>>>
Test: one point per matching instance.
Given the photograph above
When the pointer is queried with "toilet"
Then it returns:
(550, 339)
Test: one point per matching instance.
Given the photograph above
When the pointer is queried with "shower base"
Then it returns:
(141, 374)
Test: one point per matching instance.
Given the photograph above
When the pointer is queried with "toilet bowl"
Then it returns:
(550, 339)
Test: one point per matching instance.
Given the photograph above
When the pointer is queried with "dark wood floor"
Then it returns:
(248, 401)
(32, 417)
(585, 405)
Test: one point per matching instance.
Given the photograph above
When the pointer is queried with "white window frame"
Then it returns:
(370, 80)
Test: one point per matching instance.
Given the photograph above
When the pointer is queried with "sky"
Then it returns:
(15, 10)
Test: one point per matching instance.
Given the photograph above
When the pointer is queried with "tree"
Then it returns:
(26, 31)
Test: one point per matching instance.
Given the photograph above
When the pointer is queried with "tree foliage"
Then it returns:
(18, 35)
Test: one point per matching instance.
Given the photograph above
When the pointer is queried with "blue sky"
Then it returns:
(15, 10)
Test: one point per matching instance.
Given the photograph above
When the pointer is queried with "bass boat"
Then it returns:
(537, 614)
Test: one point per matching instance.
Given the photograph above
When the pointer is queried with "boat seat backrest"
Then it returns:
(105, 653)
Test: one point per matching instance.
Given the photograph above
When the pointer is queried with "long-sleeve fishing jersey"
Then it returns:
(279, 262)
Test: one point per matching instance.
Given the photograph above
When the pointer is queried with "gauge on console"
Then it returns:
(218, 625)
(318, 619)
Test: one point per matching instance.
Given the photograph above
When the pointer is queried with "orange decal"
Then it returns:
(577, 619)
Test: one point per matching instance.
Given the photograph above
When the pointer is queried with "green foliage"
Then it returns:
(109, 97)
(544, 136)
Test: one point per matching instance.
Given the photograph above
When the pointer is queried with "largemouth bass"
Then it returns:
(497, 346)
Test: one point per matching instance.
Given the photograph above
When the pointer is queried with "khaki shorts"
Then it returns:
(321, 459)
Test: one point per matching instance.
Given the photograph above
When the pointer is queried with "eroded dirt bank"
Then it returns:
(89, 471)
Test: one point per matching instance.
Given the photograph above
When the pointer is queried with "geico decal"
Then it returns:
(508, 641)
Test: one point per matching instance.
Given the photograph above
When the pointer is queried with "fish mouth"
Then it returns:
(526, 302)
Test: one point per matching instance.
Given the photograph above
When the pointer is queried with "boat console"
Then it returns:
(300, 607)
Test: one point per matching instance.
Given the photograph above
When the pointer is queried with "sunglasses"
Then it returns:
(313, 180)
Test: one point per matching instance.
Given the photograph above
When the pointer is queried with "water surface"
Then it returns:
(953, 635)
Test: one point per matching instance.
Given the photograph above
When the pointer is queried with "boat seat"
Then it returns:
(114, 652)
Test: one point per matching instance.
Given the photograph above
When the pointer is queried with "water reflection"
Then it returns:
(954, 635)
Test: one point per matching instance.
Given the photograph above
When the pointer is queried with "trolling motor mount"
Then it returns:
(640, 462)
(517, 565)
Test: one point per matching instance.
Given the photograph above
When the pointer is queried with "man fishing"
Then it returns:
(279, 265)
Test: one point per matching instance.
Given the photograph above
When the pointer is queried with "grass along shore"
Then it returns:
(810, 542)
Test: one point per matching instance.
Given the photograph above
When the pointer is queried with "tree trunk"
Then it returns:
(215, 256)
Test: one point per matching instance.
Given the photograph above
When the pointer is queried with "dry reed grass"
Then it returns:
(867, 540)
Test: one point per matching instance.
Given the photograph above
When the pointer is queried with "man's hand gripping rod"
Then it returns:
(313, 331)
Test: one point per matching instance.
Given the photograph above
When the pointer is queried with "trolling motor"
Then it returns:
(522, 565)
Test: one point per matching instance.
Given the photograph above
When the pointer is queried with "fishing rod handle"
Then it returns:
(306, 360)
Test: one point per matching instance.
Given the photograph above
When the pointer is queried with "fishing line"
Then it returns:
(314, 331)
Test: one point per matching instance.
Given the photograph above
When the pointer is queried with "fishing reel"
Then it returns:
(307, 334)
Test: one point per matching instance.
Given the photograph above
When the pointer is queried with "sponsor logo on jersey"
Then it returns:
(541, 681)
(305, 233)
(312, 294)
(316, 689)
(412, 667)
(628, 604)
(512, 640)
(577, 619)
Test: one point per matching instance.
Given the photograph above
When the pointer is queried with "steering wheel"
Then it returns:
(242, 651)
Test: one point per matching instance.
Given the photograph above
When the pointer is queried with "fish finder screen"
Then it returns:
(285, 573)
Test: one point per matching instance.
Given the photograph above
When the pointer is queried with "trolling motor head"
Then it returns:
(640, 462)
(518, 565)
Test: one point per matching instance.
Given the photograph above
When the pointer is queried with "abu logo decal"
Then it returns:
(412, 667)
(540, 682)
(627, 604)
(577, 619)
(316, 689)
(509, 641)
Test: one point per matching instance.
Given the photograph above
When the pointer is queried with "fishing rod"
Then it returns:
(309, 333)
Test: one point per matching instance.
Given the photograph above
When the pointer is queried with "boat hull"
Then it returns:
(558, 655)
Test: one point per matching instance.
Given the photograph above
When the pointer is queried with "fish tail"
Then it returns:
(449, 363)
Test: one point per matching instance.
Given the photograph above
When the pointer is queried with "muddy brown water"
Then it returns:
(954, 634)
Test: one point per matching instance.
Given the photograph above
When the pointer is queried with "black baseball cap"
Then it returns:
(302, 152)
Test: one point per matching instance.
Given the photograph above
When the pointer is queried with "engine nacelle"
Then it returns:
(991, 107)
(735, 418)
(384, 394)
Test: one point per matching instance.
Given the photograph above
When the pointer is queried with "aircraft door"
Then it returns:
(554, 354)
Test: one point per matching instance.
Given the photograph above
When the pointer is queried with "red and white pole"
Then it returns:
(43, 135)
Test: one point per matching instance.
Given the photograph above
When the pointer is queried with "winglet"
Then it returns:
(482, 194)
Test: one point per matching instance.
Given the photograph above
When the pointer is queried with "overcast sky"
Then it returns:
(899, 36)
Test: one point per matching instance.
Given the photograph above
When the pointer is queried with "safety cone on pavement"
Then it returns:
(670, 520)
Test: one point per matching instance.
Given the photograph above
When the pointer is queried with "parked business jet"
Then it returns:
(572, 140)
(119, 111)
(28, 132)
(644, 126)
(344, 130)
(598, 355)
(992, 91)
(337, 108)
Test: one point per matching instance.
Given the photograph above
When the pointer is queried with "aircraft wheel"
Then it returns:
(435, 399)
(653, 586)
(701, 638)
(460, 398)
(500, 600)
<<<
> Instructions to follow
Here, the records must be output exactly and in full.

> The solution
Test: one point per matching instance.
Given the photograph above
When the pointer is queried with "toilet"
Then it returns:
(550, 339)
Test: one point per matching instance.
Given the photograph above
When the pointer is queried with "shower base"
Then it returns:
(141, 374)
Test: one point per matching instance.
Given the photograph above
When the pointer is queried with "toilet bowl"
Then it returns:
(550, 339)
Test: one point per matching instance.
Given the photograph above
When the pointer is queried with "dark wood floor"
Then it returns:
(248, 401)
(32, 417)
(585, 405)
Test: one point per matching instance.
Given the photograph above
When the pointer is queried with "white window frame"
Then it returns:
(370, 80)
Test: one point per matching instance.
Given the photograph above
When the pointer is queried with "sky"
Then it returns:
(15, 10)
Test: one point per matching instance.
Given the photograph above
When the pointer is queried with "tree"
Then it returns:
(26, 31)
Test: one point per matching instance.
Given the photograph above
When the pointer is queried with "tree foliage"
Then it returns:
(18, 35)
Test: one point per matching instance.
Given the photograph above
When the pointer is queried with "blue sky"
Then it returns:
(15, 10)
Test: one point per matching instance.
Given the photograph above
When the pointer is queried with "bass boat"
Then it returns:
(537, 614)
Test: one point per matching instance.
Given the photograph above
When the pointer is queried with "boat seat backrest"
Then it returns:
(105, 653)
Test: one point per matching instance.
Given the photograph above
When the pointer is queried with "long-sleeve fishing jersey"
Then it returns:
(279, 262)
Test: one point per matching instance.
Given the photograph above
When the pointer is queried with "gauge on console"
Then it returns:
(218, 625)
(318, 619)
Test: one point per matching instance.
Given the photograph above
When the pointer is queried with "orange decal"
Then it returns:
(577, 619)
Test: one point per matching instance.
Given the photograph above
When the pointer is queried with "green foliage"
Then it returns:
(109, 97)
(544, 136)
Test: one point per matching instance.
Given the photograph above
When the pointer is queried with "largemouth bass"
Then it returns:
(497, 346)
Test: one point per matching instance.
Given the photograph above
When the pointer is queried with "khaki shorts"
Then it returns:
(321, 459)
Test: one point per matching instance.
Given the photograph above
When the pointer is queried with "eroded dirt bank"
Then it returns:
(89, 471)
Test: one point per matching instance.
Given the photograph above
When the pointer is queried with "geico decal"
Then it returns:
(508, 641)
Test: one point per matching instance.
Given the photograph above
When the pointer is queried with "fish mouth"
Then it returns:
(526, 302)
Test: one point per matching instance.
Given the photograph above
When the pointer is queried with "boat console"
Then it returns:
(300, 607)
Test: one point per matching instance.
Given the photograph above
When the pointer is queried with "sunglasses"
Then it returns:
(313, 180)
Test: one point per matching instance.
Given the photograph above
When the pointer is queried with "water surface"
Then it returns:
(953, 635)
Test: one point per matching instance.
Given the photograph above
When the pointer is queried with "boat seat"
Then it returns:
(114, 652)
Test: one point per matching instance.
Given the photograph above
When the pointer is queried with "water reflection"
Then it returns:
(954, 635)
Test: one point per matching instance.
Given the photograph above
When the pointer is queried with "trolling motor mount"
Then it returns:
(640, 462)
(517, 565)
Test: one point per matching instance.
Given the photograph above
When the pointer is queried with "man fishing"
Then it returns:
(279, 265)
Test: one point per matching instance.
Given the photograph above
When the pointer is queried with "grass along shore"
Then it returns:
(810, 542)
Test: one point per matching instance.
Given the photograph above
When the pointer is queried with "tree trunk"
Then it returns:
(215, 256)
Test: one point per matching instance.
Given the photograph above
When the pointer is queried with "dry reed grass"
Then it returns:
(867, 540)
Test: one point per matching instance.
Given the photograph above
When the pointer is queried with "man's hand gripping rod"
Then it returns:
(313, 331)
Test: one point per matching instance.
Given the photograph above
When the pointer is queried with "trolling motor"
Then it returns:
(522, 565)
Test: one point per matching instance.
Given the photograph above
When the pointer is queried with "fishing rod handle"
Then it returns:
(306, 360)
Test: one point per matching instance.
Given the photograph above
When the pointer is queried with "fishing line"
Then it returns:
(314, 331)
Test: one point per matching instance.
Given the photograph above
When the pointer is queried with "fishing reel"
Then it returns:
(307, 334)
Test: one point per matching instance.
Given the photograph above
When the pointer is queried with "sponsor logo on jersey"
Then it returns:
(541, 681)
(305, 233)
(312, 294)
(316, 689)
(412, 667)
(628, 604)
(512, 640)
(577, 619)
Test: one point per matching instance.
Given the photograph above
When the pointer is queried with "steering wheel"
Then it returns:
(242, 651)
Test: one point per matching instance.
Given the photograph above
When the pointer is queried with "fish finder screen"
Then it returns:
(285, 573)
Test: one point per matching instance.
Given the photograph above
When the pointer is queried with "trolling motor head"
Then it returns:
(640, 462)
(518, 565)
Test: one point per matching instance.
Given the photograph above
When the pointer is queried with "abu logo decal"
Then it returns:
(412, 667)
(540, 682)
(627, 604)
(577, 619)
(316, 689)
(509, 641)
Test: one point per matching instance.
Given the photograph above
When the pointer is queried with "fishing rod"
Then it returns:
(309, 333)
Test: one point per matching instance.
Given the photograph above
When the pointer is queried with "boat hull"
Then it returns:
(558, 655)
Test: one point per matching instance.
Given the photograph above
When the pointer is queried with "fish tail"
Then it returns:
(449, 363)
Test: one point per matching instance.
Given the photograph above
When the pointer is queried with "muddy brown water"
Then it returns:
(954, 634)
Test: one point per matching instance.
Given the photograph above
When the pointer is queried with "black baseball cap"
Then it returns:
(302, 152)
Test: one point per matching instance.
Given the photograph above
When the pointer is queried with "engine nacelle"
Then it returns:
(991, 107)
(735, 418)
(384, 394)
Test: one point per matching instance.
Given the photograph above
When the pointer is queried with "aircraft door"
Then it returns:
(554, 354)
Test: one point per matching instance.
Given the photograph above
When the pointer is queried with "red and white pole"
Then it returns:
(43, 135)
Test: one point per matching instance.
Given the photograph above
When the pointer is queried with "winglet"
Then it returns:
(482, 194)
Test: one point per matching instance.
Given the photograph above
When the pointer is queried with "overcast sky"
Then it returns:
(899, 36)
Test: one point per matching instance.
Given the photograph above
When the pointer is queried with "safety cone on pavement"
Then it returns:
(670, 520)
Test: one point per matching instance.
Given the photograph above
When the pointer is queried with "parked business jet"
Then it returns:
(572, 140)
(119, 111)
(28, 132)
(644, 126)
(344, 130)
(598, 355)
(992, 91)
(337, 108)
Test: one point per matching instance.
Given the photograph above
When the pointer is queried with "aircraft wheel"
Then it returns:
(435, 399)
(653, 586)
(701, 638)
(460, 398)
(500, 600)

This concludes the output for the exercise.